Data entries:
Start of Block

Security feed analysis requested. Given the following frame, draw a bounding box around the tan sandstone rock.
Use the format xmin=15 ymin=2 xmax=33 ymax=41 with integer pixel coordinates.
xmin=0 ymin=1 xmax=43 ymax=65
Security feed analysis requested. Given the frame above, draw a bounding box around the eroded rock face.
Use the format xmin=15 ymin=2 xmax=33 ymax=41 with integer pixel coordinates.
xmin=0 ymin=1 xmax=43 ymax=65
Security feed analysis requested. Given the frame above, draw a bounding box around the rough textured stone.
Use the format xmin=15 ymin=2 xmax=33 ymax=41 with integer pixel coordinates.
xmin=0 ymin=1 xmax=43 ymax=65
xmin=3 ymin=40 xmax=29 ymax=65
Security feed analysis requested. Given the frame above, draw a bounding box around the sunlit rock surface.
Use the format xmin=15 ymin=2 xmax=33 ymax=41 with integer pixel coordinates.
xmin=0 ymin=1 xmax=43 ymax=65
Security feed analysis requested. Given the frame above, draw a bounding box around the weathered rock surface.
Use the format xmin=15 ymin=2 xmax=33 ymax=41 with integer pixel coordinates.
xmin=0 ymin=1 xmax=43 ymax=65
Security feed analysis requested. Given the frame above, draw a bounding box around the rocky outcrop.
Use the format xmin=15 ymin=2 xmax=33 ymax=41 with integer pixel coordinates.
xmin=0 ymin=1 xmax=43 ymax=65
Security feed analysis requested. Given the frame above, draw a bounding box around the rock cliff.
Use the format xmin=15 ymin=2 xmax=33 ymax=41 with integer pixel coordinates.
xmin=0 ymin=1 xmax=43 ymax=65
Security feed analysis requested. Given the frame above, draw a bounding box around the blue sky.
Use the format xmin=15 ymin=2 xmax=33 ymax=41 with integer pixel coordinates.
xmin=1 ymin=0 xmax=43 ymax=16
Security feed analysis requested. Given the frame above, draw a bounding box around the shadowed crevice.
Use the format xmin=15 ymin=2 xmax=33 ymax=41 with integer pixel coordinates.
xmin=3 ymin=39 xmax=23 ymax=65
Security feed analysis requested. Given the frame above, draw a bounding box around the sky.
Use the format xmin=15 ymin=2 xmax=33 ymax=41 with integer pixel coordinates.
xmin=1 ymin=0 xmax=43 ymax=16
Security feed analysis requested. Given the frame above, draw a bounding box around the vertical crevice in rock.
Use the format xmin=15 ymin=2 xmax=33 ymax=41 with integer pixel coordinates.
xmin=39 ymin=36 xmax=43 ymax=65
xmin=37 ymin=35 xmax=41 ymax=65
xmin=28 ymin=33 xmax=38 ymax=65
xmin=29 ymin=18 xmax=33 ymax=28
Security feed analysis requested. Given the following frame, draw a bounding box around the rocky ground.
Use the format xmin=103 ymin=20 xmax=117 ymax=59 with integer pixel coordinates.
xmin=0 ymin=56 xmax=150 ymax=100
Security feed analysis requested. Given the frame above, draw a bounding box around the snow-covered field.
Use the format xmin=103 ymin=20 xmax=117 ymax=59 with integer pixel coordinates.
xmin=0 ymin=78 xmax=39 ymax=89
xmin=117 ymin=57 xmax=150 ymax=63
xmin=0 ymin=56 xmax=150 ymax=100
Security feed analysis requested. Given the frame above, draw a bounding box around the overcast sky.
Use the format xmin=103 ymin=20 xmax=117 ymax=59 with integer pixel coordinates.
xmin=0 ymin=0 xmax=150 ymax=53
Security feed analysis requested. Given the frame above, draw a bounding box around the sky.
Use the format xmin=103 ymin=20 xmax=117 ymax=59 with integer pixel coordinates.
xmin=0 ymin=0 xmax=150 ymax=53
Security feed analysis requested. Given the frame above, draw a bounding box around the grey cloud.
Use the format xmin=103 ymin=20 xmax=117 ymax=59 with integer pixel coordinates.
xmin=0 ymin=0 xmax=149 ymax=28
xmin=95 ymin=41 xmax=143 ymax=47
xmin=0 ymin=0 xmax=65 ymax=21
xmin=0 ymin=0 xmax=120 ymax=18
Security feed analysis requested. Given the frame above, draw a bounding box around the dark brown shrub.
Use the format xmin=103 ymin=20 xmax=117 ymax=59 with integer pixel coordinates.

End of Block

Your goal
Filter the entries down to the lines that include the string "surface".

Written reply
Security feed analysis requested. Given the frame above, draw a bounding box around the sunlit rock surface.
Security feed analysis requested. Given the frame above, draw a bounding box around the weathered rock surface.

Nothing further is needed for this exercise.